#### [Recorded data]
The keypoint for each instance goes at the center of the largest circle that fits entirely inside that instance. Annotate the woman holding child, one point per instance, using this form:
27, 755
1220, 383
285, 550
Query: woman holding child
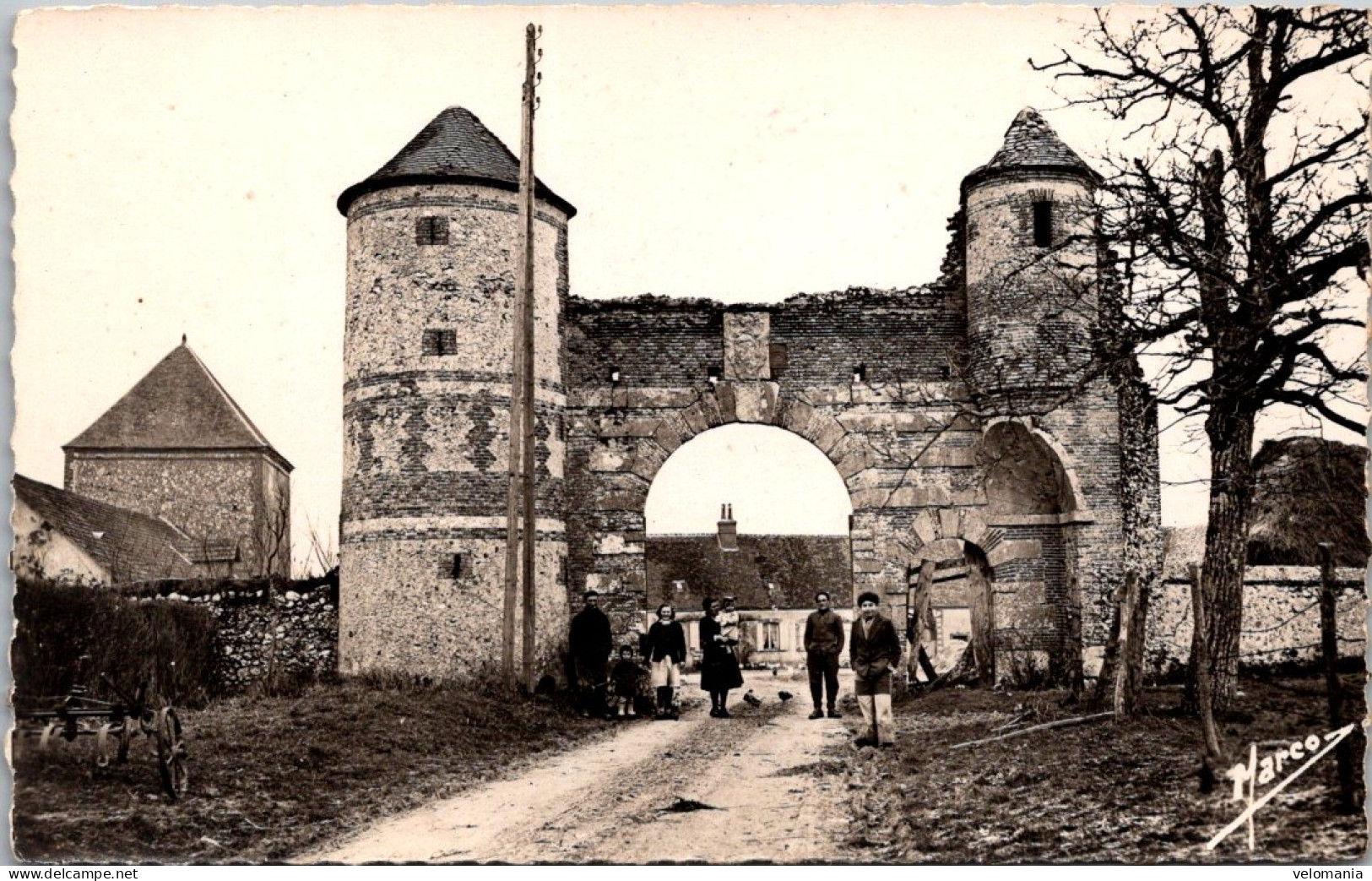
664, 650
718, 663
---
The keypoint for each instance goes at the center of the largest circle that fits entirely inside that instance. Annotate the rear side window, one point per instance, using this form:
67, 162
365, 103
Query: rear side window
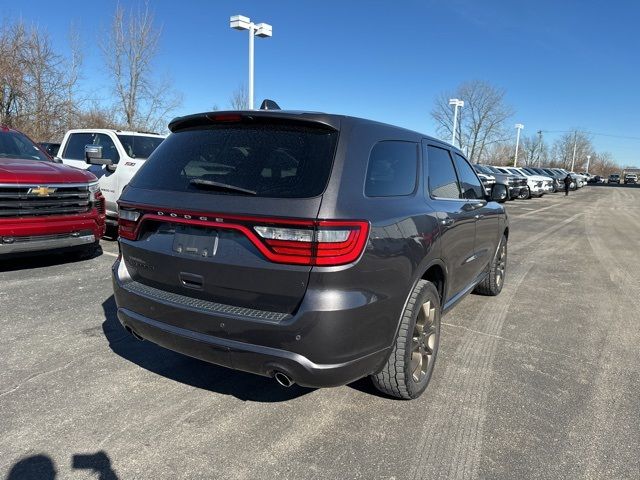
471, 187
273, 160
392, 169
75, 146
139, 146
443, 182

#### [Task to complete]
Filter the entries above down to the lines that contain the word "inside".

#### [Answer for the task]
The keypoint for each instance goes at the center of the largest circle that fits entirely inside that instance. Annotate the woman holding child, one point per instance, using this form:
The keypoint for each instance goes at the center of the largest circle that fits entirely inside that instance. Annotate the rear side window, one point per instance, using this form:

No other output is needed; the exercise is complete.